### PAGE
========

State v. Ristick

SCHUMAN, J.

In 1995, defendant was convicted of two counts of aggravated theft in the first degree. However, he failed to appear at the sentencing hearing and remained a fugitive for over seven years. He was finally sentenced in 2004. On appeal, he assigns error to several sentencing determinations. We dismiss the appeal under the “former fugitive rule,” which gives this court the discretion to take that action if a defendant’s flight significantly interferes with the appellate process. State v. Lundahl, 130 Or App 385, 882 P2d 644 (1994).

Defendant’s theft convictions stem from an automobile investment scheme under which he admitted to defrauding an elderly investor of $390,750. Defendant pleaded no contest to the charges and then fled the jurisdiction. Over seven years later, he returned and was rearrested and sentenced. The sentencing court imposed upward departure sentences on both counts and ordered the sentences to run consecutively. Pursuant to ORS 137.750, the court also denied defendant’s request for eligibility for sentence modifications other than “good time.” The court also ordered defendant to pay full restitution to the victim. On appeal, defendant argues that the judicial factfinding on which the upward departures, the consecutive sentences, the denial of eligibility for modifications, and the imposition of restitution were based violated his right to have those facts found by a jury. Blakely v. Washington, 542 US 296, 124 S Ct 2531, 159 L Ed 2d 403 (2004).

========

### DATA SHOWN
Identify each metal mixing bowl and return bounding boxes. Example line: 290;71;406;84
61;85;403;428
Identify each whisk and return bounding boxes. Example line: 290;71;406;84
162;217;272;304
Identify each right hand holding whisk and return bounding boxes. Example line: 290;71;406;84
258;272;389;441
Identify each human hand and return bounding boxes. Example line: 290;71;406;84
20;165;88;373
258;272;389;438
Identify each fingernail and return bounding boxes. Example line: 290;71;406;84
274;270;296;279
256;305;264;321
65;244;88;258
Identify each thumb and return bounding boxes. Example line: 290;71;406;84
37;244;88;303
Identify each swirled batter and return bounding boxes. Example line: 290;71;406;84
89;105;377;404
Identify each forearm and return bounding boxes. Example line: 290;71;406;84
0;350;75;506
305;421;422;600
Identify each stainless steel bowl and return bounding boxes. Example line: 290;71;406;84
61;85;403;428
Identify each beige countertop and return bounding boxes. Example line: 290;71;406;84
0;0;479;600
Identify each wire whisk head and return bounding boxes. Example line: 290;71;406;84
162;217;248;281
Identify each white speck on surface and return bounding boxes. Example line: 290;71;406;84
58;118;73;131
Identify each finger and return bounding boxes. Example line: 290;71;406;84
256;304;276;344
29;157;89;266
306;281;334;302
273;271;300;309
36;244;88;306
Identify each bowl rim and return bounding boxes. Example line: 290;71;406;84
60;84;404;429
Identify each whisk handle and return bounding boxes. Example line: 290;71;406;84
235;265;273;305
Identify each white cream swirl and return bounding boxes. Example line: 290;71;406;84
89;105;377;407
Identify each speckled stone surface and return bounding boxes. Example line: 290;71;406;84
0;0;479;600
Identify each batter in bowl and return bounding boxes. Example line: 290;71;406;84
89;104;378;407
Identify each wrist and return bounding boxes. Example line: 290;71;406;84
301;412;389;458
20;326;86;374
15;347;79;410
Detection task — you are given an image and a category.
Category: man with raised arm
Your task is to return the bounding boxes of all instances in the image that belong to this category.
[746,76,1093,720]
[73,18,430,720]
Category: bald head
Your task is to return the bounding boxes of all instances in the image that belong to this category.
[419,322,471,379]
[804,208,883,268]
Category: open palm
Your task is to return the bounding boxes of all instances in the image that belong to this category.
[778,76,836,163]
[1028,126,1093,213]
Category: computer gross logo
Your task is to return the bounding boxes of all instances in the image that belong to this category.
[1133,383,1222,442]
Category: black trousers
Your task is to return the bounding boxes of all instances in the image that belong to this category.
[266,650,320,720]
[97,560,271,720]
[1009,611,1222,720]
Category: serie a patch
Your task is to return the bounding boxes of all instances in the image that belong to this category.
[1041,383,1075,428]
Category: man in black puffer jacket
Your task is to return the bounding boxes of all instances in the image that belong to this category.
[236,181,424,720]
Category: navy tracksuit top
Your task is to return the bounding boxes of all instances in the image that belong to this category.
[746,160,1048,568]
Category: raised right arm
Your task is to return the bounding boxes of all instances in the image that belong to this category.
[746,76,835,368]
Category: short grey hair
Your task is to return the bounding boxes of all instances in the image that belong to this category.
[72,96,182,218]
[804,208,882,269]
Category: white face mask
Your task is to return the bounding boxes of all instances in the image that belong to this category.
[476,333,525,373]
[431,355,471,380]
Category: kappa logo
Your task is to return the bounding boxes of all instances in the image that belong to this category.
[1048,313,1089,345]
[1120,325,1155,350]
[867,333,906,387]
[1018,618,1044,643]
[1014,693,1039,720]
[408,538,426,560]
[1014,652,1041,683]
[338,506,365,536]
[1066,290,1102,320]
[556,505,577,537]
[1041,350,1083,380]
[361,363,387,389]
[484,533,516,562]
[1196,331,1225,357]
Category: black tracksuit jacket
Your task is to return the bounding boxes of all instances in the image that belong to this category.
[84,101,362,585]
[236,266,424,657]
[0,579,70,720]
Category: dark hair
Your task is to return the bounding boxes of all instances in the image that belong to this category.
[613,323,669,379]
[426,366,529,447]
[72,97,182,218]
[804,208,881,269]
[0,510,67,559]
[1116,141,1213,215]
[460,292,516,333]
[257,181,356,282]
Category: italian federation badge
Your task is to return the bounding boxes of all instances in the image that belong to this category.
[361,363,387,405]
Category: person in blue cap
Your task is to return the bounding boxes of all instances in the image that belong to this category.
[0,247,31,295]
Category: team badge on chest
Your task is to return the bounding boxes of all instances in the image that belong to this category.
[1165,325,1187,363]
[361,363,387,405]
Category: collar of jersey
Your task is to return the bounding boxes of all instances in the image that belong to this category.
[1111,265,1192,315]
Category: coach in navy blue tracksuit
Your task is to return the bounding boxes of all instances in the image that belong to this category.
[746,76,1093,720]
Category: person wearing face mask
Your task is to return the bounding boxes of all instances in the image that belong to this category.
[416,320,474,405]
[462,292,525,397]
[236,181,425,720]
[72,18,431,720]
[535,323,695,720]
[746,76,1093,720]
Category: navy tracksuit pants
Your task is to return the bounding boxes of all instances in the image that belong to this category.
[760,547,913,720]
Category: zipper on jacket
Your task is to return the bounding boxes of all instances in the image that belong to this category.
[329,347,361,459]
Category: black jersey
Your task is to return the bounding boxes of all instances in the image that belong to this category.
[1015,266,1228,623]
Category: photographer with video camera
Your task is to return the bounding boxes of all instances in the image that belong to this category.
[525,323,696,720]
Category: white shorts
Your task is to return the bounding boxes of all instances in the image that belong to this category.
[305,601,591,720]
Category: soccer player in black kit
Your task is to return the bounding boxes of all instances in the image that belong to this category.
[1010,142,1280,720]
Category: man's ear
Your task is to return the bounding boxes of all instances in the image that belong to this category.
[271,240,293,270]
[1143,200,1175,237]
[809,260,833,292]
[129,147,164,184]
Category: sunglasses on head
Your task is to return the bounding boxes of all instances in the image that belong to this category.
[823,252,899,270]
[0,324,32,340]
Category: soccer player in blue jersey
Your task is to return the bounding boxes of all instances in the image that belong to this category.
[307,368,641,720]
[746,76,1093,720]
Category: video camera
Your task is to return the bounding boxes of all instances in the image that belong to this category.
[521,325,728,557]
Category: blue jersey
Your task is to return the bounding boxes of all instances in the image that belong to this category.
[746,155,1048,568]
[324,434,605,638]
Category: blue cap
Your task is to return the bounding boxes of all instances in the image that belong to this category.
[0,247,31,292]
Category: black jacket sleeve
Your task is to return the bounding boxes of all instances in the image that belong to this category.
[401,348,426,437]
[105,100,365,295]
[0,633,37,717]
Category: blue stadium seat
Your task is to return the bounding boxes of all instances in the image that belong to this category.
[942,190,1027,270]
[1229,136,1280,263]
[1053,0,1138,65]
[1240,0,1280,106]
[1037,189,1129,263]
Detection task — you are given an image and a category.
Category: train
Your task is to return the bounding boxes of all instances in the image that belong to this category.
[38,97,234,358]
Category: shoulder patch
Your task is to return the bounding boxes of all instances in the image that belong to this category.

========

### SET TASKS
a: Which four sentencing decisions does the defendant say in the court opinion were based on judicial factfinding that violated his right to a jury?
b: Rewrite the entries from the first one through the line with "235;265;273;305", replacing "whisk" with "mixer" and keeping everything else the same.

### RESPONSES IN ORDER
a:
1. The upward departure sentences
2. The consecutive sentences
3. The denial of eligibility for sentence modifications other than "good time"
4. The imposition of restitution

b:
Identify each metal mixing bowl and return bounding boxes. Example line: 290;71;406;84
61;85;403;428
Identify each mixer and return bounding boxes. Example line: 290;71;406;84
162;217;272;304
Identify each right hand holding mixer and return bounding boxes. Example line: 290;71;406;84
258;272;389;441
Identify each human hand and return bounding boxes. Example line: 290;71;406;84
20;165;88;373
258;272;389;438
Identify each fingernail and return bounding boxes. Example line: 290;71;406;84
274;270;296;279
256;305;264;321
65;244;88;258
Identify each thumb and return bounding boxes. Example line: 290;71;406;84
37;244;88;303
Identify each swirled batter and return bounding boxes. Example line: 290;71;406;84
89;105;377;404
Identify each forearm and return bounding boxes. Example line: 290;71;406;84
0;350;75;506
305;421;422;600
Identify each stainless steel bowl and return bounding boxes. Example line: 290;71;406;84
61;85;403;428
Identify each beige countertop and return bounding boxes. Example line: 290;71;406;84
0;0;479;600
Identify each wire mixer head and return bounding boxes. Example line: 290;71;406;84
162;217;248;281
Identify each white speck on surface and return bounding boxes. Example line: 290;71;406;84
58;118;73;131
Identify each finger and return bounding boxes. Example line: 290;71;406;84
256;304;276;344
29;157;89;266
306;281;334;302
273;271;300;309
36;244;88;306
Identify each bowl rim and return bounding boxes. Example line: 290;71;406;84
60;84;404;429
Identify each mixer handle and return bounding boxes. Example line: 290;71;406;84
235;265;273;305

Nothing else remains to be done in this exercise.